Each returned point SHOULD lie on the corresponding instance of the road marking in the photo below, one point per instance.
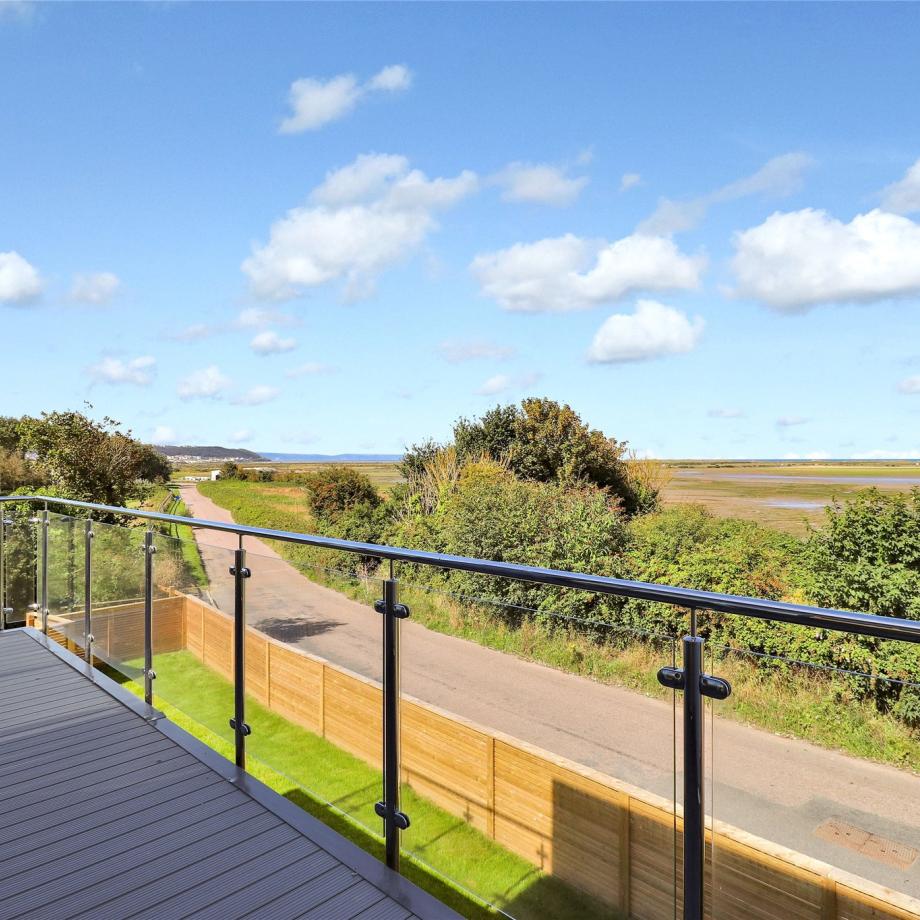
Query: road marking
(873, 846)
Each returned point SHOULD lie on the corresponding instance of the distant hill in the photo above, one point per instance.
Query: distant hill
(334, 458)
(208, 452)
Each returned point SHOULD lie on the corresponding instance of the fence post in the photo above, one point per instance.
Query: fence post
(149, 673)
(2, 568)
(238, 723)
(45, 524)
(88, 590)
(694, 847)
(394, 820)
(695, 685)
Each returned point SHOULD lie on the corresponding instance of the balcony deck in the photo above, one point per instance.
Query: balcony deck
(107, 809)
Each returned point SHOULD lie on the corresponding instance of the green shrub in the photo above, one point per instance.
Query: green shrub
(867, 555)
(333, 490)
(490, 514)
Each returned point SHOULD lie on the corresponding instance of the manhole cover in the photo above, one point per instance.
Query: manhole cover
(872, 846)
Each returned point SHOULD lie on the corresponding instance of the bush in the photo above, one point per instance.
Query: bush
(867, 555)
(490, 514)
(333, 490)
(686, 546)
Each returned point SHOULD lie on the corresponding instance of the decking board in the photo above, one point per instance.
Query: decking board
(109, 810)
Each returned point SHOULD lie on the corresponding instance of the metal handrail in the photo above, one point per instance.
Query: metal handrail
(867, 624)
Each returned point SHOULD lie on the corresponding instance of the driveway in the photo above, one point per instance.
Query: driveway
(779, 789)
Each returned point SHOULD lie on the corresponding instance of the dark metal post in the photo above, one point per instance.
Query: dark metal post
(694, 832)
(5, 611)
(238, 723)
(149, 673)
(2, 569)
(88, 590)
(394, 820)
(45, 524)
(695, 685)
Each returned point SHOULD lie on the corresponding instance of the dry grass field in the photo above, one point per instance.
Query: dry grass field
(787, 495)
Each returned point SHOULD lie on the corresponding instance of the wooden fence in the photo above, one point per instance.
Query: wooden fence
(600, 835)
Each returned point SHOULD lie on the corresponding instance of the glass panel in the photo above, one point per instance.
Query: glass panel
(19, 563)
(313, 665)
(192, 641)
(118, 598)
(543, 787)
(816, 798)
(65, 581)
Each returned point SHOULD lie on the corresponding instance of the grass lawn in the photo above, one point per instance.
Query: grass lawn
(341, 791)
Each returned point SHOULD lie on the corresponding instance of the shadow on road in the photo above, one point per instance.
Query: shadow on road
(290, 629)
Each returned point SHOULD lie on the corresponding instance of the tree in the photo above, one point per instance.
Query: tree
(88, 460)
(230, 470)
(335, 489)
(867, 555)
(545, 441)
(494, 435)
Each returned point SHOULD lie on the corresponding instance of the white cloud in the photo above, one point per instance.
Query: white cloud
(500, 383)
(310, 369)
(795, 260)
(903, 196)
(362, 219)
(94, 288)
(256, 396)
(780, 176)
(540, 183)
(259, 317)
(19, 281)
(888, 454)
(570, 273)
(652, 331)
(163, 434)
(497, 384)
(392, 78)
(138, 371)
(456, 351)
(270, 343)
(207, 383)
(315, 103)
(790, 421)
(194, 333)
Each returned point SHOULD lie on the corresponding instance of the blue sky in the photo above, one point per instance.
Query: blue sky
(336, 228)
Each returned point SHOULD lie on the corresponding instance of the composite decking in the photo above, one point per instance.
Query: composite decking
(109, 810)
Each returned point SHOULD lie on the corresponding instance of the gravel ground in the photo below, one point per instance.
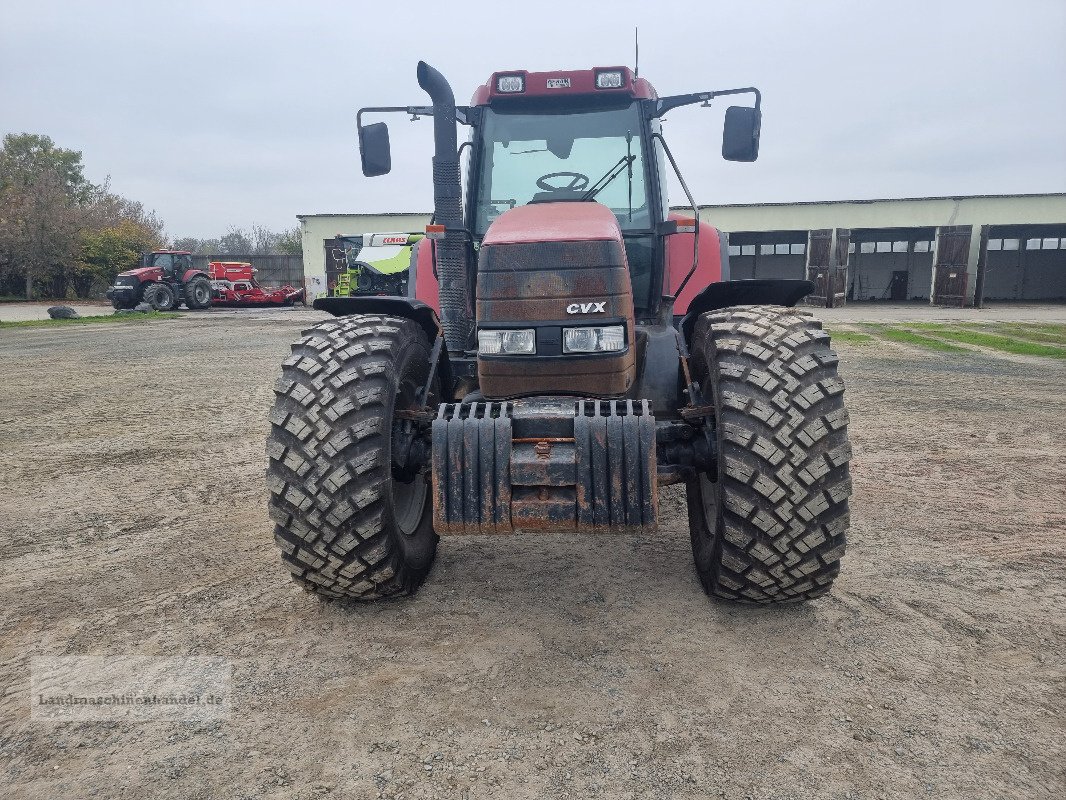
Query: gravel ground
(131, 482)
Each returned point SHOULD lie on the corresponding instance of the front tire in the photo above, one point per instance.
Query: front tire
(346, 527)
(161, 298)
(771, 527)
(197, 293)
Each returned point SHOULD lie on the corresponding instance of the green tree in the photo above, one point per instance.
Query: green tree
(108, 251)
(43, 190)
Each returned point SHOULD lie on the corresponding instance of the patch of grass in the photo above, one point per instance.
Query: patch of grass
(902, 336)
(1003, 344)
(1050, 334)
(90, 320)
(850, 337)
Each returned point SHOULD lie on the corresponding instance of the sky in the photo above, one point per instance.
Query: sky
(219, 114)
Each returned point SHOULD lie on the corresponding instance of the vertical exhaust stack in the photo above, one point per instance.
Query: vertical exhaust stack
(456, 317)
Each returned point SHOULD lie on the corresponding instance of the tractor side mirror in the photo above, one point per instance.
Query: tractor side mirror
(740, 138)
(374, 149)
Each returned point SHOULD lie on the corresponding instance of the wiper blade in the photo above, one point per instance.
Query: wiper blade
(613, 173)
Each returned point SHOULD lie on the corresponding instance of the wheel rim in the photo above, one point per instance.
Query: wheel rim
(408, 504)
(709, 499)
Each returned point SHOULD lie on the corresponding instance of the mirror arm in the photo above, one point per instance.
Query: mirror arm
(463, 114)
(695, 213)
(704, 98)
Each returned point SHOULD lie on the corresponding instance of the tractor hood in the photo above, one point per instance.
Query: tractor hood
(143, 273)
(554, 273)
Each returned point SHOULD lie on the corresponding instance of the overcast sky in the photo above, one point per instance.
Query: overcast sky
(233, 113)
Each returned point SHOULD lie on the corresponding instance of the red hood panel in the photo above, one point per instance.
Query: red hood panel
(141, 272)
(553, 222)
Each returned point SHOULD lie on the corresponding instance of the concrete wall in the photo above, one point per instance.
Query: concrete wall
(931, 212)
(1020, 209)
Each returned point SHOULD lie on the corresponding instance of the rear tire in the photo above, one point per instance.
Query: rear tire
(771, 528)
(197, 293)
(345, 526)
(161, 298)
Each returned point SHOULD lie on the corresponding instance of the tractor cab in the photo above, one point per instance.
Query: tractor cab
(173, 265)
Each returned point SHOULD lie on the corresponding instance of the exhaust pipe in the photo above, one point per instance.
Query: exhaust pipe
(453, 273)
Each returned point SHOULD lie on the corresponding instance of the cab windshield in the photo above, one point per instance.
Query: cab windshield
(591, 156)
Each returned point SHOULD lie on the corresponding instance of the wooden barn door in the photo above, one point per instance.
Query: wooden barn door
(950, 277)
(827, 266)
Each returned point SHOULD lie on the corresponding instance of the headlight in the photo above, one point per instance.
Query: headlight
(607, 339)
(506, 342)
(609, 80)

--

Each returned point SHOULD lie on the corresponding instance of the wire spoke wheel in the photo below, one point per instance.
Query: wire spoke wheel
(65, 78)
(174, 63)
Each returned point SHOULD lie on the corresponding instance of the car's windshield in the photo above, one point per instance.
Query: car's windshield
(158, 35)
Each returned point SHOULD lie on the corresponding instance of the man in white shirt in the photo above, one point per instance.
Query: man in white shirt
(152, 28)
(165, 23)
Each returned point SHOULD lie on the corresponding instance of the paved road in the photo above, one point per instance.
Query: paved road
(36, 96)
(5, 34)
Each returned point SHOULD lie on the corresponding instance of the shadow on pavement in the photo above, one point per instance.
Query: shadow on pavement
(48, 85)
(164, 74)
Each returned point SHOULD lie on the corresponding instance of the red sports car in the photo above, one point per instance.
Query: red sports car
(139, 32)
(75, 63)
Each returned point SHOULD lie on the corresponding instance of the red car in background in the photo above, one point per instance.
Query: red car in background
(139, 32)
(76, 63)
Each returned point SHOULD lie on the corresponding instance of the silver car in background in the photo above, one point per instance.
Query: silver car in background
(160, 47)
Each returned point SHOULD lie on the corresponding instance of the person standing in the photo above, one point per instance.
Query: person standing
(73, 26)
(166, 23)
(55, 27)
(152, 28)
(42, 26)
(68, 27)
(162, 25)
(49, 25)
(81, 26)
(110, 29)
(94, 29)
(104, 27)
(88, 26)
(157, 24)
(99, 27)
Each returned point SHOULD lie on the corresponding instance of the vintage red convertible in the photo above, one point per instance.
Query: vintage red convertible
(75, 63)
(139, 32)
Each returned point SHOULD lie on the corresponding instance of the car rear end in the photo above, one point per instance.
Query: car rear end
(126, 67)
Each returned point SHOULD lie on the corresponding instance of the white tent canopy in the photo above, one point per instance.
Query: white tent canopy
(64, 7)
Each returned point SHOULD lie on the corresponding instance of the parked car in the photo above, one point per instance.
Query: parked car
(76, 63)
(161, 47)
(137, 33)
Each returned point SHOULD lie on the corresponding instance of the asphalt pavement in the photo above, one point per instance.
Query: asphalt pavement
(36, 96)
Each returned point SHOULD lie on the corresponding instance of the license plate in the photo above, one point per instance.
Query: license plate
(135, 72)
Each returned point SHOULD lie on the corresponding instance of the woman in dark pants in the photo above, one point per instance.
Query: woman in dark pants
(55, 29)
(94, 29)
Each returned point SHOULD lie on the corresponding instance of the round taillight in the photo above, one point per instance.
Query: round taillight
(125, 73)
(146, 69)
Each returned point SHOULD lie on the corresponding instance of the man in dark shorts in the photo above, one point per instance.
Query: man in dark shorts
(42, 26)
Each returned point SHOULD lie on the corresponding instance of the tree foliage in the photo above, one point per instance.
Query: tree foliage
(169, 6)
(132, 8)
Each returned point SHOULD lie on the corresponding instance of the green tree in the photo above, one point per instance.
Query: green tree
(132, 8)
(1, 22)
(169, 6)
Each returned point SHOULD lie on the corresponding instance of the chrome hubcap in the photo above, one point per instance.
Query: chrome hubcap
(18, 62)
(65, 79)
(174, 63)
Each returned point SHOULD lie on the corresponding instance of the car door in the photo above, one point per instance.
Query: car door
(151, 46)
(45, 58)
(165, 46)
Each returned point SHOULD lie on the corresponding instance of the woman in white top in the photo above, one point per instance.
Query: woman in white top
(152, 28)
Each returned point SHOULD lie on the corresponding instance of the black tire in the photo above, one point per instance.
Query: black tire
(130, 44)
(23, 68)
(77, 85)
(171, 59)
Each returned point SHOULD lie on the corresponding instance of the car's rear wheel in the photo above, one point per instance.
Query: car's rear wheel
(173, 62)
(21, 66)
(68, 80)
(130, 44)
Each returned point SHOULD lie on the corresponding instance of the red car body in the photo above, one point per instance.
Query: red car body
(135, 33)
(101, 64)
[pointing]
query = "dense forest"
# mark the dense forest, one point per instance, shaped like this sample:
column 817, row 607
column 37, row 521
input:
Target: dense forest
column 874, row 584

EXERCISE. Copy out every line of the records above that contains the word "mirror".

EXERCISE ANSWER.
Each returned point SHOULD lie on the corresponding instance of the tractor side mirror in the photo above, one point per instance.
Query: tractor side mirror
Each returned point SHOULD lie on the corresponding instance of the mirror arm in the photo above, one point per instance.
Query: mirror arm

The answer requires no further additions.